* [Excerpted passage]:
Saturday, January 04, 2025

Fixing LDAP auth for Postgres with AD

I've spent hours trying to find out why I couldn't get Postgres LDAP auth to work against a Samba active directory server in one setup (it worked well against a Samba active directory in another...).

I kept getting this in Postgres' logs:

2025-01-04 19:03:32.037 CET [58282] LOG:  could not search LDAP with scope 2 for filter "(sAMAccountName=troels)" on server "dcsrv.test": Operations error
2025-01-04 19:03:32.037 CET [58282] DETAIL:  LDAP diagnostics: 00002020: Operation unavailable without authentication

Adding this line in /etc/ldap/ldap.conf made things work:

REFERRALS off

In Red Hat derived Linux distributions, the path to ldap.conf is /etc/openldap/ldap.conf.

For why this make a difference, search for "referrals" in the Python FAQ.

(I'm getting the impression it would be nice if "off" was the default for REFERRALS.)

Thursday, October 03, 2024

Antivirus software considered harmful

The IT profession needs to confront policies which demand antivirus be installed as a general measure

IT professionals still have in fresh memory the failure of CrowStrike's Falcon endpoint protection product which caused an US$10 billion global IT breakdown. The incident has been extensively covered in news outlets, on YouTube channels, and in blog posts – and rightly so.

* [Problem to solve]:
Copy the stretch of the blog posts from "Antivirus software considered" through "and rightly so.", replacing "endpoint protection product" with "security product". The data after the blog posts is separate material that has no connection to them.

Point localization data
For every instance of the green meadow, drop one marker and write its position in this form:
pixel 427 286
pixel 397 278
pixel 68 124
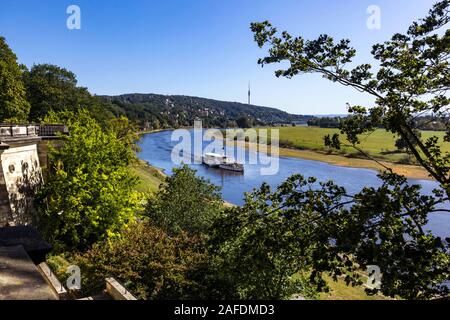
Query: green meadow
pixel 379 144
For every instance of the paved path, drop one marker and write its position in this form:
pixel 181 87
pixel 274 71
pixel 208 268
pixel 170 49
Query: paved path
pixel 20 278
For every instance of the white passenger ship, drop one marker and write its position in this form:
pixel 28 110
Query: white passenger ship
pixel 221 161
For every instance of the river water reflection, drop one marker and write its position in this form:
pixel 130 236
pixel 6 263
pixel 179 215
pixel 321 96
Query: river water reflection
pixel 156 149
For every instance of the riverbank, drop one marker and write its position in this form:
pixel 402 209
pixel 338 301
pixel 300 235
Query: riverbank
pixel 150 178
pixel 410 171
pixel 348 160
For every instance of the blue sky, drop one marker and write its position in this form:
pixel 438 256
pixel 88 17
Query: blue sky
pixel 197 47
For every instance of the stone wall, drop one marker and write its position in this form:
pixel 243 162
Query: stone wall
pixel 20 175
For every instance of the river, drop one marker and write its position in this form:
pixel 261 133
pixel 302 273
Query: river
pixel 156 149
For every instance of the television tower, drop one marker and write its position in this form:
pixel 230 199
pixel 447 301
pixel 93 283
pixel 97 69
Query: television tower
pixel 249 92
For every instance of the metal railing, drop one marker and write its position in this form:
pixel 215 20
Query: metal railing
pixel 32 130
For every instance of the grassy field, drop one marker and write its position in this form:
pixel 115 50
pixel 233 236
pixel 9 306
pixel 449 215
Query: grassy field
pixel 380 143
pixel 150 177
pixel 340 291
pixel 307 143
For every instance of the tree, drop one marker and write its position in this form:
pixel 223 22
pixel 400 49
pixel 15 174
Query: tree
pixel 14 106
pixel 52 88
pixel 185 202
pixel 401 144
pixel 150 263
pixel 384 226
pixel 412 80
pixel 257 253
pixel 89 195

...

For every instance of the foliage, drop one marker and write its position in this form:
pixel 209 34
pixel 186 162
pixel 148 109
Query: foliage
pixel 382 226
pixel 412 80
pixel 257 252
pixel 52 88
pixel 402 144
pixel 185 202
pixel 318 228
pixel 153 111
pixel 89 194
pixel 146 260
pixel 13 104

* [Task response]:
Antivirus software considered harmful

The IT profession needs to confront policies which demand antivirus be installed as a general measure

IT professionals still have in fresh memory the failure of CrowStrike's Falcon security product which caused an US$10 billion global IT breakdown. The incident has been extensively covered in news outlets, on YouTube channels, and in blog posts – and rightly so.